### TEXT EXCERPT
[BEGIN]

A halt to four and a half years of bloody conflict was called yesterday by Israel and the new Palestinian leadership, as both sides pledged to seize what Ariel Sharon declared to be an opportunity for "security, tranquillity and peace" in the Middle East.

A halt to four and a half years of bloody conflict was called yesterday by Israel and the new Palestinian leadership, as both sides pledged to seize what Ariel Sharon declared to be an opportunity for "security, tranquillity and peace" in the Middle East.

In the most significant reconciliation since the Palestinian uprising began in September 2000, the Israeli Prime Minister and the Palestinian President, Mahmoud Abbas, clasped each other's hand at a meeting which for the first time committed both sides to a ceasefire in a conflict which has cost more than 4,000 Israeli and Palestinian lives.

During a declaration which went noticeably further than expected in affirming Israel's own commitment to reciprocate the truce brokered by Mr Abbas in talks with the armed factions, Mr Sharon said: "Today ... we agreed that all Palestinians will stop acts of violence against all Israelis everywhere and in parallel, Israel will cease military activity against all Palestinians anywhere."

The Israeli Prime Minister, seen as recently as five years ago as the country's most powerful opponent of a lasting peace based on a Palestinian state, used yesterday's summit hosted by the Egyptian President, Hosni Mubarak, to tell the Palestinian people directly of his "genuine intention to respect your right to live independently and with dignity".

In his own declaration that both sides had agreed "to stop all acts of violence against Palestinians and Israelis", Mr Abbas went on to deliver a clear double message to both Israel and the armed Palestinian factions: "The time has come for our people to live under one law, one sovereignty, one weapon and political pluralism."

[END]

### WRITTEN EXERCISE A
According to the ceasefire article, who hosted the summit where Ariel Sharon and Mahmoud Abbas met?

### Location labeling records
[BEGIN]

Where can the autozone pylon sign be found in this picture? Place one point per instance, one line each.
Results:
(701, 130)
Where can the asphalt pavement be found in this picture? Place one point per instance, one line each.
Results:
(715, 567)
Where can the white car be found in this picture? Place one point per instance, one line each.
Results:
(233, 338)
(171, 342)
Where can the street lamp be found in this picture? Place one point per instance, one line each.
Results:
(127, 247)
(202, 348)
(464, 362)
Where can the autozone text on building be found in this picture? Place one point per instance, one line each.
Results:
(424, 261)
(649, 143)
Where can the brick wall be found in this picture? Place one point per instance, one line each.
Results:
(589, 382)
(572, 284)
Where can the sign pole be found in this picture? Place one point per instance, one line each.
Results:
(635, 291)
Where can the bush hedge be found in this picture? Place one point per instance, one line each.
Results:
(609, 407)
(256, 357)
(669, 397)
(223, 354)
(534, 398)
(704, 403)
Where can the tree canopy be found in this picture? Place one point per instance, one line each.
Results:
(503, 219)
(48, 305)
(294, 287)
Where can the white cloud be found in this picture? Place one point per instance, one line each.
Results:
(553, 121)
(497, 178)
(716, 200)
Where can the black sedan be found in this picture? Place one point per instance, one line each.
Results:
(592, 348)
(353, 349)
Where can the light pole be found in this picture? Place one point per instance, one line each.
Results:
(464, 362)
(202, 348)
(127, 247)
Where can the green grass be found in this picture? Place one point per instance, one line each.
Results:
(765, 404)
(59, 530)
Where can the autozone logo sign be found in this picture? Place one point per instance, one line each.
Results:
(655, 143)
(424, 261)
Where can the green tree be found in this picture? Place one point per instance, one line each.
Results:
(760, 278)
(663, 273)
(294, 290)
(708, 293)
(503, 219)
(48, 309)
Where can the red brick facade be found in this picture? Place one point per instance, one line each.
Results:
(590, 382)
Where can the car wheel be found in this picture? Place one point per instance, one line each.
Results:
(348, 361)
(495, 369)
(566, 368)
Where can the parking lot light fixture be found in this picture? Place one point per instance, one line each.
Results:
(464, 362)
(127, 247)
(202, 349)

[END]

### WRITTEN EXERCISE B
Recast the location labeling records as a Markdown table, running from the line containing "Where can the sign" through the end of the records, inclusive. Use the columns Row (a row number) and Line (the line itself), and leave out any blank lines.

### WORKED SOLUTION A
The Egyptian President, Hosni Mubarak, hosted the summit.

### WORKED SOLUTION B
| Row | Line |
|---|---|
| 1 | Where can the sign pole be found in this picture? Place one point per instance, one line each. |
| 2 | Results: |
| 3 | (635, 291) |
| 4 | Where can the bush hedge be found in this picture? Place one point per instance, one line each. |
| 5 | Results: |
| 6 | (609, 407) |
| 7 | (256, 357) |
| 8 | (669, 397) |
| 9 | (223, 354) |
| 10 | (534, 398) |
| 11 | (704, 403) |
| 12 | Where can the tree canopy be found in this picture? Place one point per instance, one line each. |
| 13 | Results: |
| 14 | (503, 219) |
| 15 | (48, 305) |
| 16 | (294, 287) |
| 17 | Where can the white cloud be found in this picture? Place one point per instance, one line each. |
| 18 | Results: |
| 19 | (553, 121) |
| 20 | (497, 178) |
| 21 | (716, 200) |
| 22 | Where can the black sedan be found in this picture? Place one point per instance, one line each. |
| 23 | Results: |
| 24 | (592, 348) |
| 25 | (353, 349) |
| 26 | Where can the light pole be found in this picture? Place one point per instance, one line each. |
| 27 | Results: |
| 28 | (464, 362) |
| 29 | (202, 348) |
| 30 | (127, 247) |
| 31 | Where can the green grass be found in this picture? Place one point per instance, one line each. |
| 32 | Results: |
| 33 | (765, 404) |
| 34 | (59, 530) |
| 35 | Where can the autozone logo sign be found in this picture? Place one point per instance, one line each. |
| 36 | Results: |
| 37 | (655, 143) |
| 38 | (424, 261) |
| 39 | Where can the green tree be found in this picture? Place one point per instance, one line each. |
| 40 | Results: |
| 41 | (760, 278) |
| 42 | (663, 273) |
| 43 | (294, 290) |
| 44 | (708, 293) |
| 45 | (503, 219) |
| 46 | (48, 309) |
| 47 | Where can the red brick facade be found in this picture? Place one point per instance, one line each. |
| 48 | Results: |
| 49 | (590, 382) |
| 50 | Where can the car wheel be found in this picture? Place one point per instance, one line each. |
| 51 | Results: |
| 52 | (348, 361) |
| 53 | (495, 369) |
| 54 | (566, 368) |
| 55 | Where can the parking lot light fixture be found in this picture? Place one point per instance, one line each. |
| 56 | Results: |
| 57 | (464, 362) |
| 58 | (127, 247) |
| 59 | (202, 349) |